Requirement A: Using the text about the wellness farm below, decide whether each statement agrees with it: (i) food from the Deaver Wellness Farm goes to patients and community members; (ii) the farm environment trains only future health care providers; (iii) Main Line Health delivers canned goods to participants' homes. Give yes or no for each, with the deciding words of the text quoted.
Requirement B: Output the part of the text about the wellness farm below that falls between "In order to" and "to their homes.", inclusive, copied without change.

Source text:
━━━
The farm environment is used to train future health care providers and community members about the source of food, and food grown in the farm is used to conduct food preparation demonstrations. Also, food grown in the Deaver Wellness Farm is distributed to patients and community members.
In order to better understand the potential outcomes associated with this strategy, CPHR is working to develop measures linked to professional workforce development, and patient outcomes associated with health, health care utilization and satisfaction with this intervention. This assessment is intended to develop a more rigorous approach to measuring the impact of these types of interventions.
Main Line Health has developed a program of providing food to individuals identified as food insecure. Our research intent in evaluating this program is to assess the health and well-being of participants in the program, and to evaluate improvements in health outcomes among those who receive the direct food assistance of fresh fruits and vegetables delivered to their homes.
━━━
[Entries taken from a collection]
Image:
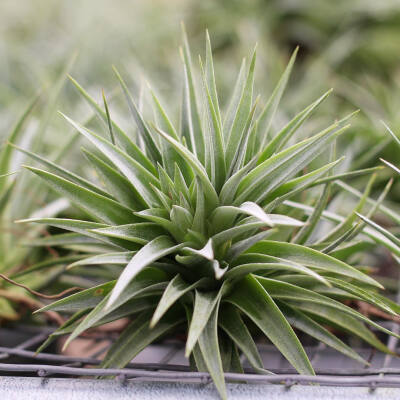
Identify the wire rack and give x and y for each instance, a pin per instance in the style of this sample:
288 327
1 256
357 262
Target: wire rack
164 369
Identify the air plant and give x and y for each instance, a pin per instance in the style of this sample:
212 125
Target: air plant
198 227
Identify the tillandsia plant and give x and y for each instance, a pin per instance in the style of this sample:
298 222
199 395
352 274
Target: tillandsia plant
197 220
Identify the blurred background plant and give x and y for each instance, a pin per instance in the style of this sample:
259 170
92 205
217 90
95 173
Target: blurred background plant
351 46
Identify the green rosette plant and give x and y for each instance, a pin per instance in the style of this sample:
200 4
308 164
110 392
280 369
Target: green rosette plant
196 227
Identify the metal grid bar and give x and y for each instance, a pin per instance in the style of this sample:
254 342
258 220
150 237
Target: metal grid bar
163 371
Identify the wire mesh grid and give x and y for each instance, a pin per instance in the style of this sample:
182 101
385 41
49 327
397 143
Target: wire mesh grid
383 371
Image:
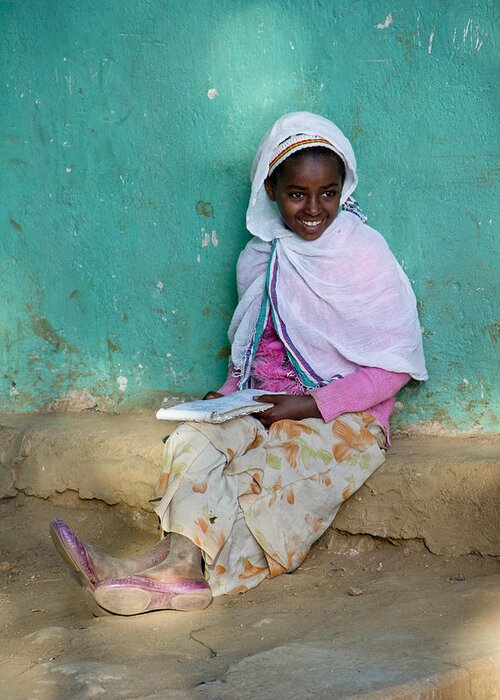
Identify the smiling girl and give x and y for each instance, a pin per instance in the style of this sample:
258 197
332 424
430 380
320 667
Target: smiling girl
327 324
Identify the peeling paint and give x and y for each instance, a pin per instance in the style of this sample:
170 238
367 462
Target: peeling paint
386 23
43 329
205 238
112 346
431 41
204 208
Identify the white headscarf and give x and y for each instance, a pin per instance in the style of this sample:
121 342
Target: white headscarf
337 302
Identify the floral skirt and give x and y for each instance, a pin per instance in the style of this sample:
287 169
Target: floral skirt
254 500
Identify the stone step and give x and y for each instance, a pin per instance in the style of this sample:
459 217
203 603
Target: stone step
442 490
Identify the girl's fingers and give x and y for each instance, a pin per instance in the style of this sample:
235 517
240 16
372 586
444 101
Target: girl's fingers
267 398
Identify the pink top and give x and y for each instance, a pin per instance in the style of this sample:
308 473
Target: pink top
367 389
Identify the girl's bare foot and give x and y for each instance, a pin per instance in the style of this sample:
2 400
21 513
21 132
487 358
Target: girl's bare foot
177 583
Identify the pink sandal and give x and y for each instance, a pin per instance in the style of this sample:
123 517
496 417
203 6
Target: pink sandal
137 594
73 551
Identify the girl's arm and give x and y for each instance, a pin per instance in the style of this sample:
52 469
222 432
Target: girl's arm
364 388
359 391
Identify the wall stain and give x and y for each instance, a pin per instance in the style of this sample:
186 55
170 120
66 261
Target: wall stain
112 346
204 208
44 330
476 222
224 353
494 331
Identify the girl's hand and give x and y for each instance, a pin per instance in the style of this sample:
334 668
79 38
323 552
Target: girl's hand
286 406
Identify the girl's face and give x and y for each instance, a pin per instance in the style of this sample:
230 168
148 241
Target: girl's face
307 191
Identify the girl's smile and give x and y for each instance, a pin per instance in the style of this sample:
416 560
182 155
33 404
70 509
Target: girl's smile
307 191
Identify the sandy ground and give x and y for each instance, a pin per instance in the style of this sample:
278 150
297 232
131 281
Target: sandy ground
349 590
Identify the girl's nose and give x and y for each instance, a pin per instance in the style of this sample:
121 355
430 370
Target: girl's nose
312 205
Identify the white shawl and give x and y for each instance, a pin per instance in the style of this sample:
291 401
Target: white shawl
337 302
━━━
Reply A:
(i) Yes: "food grown in the Deaver Wellness Farm is distributed to patients and community members"
(ii) No: "used to train future health care providers and community members"
(iii) No: "direct food assistance of fresh fruits and vegetables delivered to their homes"

Reply B:
In order to better understand the potential outcomes associated with this strategy, CPHR is working to develop measures linked to professional workforce development, and patient outcomes associated with health, health care utilization and satisfaction with this intervention. This assessment is intended to develop a more rigorous approach to measuring the impact of these types of interventions.
Main Line Health has developed a program of providing food to individuals identified as food insecure. Our research intent in evaluating this program is to assess the health and well-being of participants in the program, and to evaluate improvements in health outcomes among those who receive the direct food assistance of fresh fruits and vegetables delivered to their homes.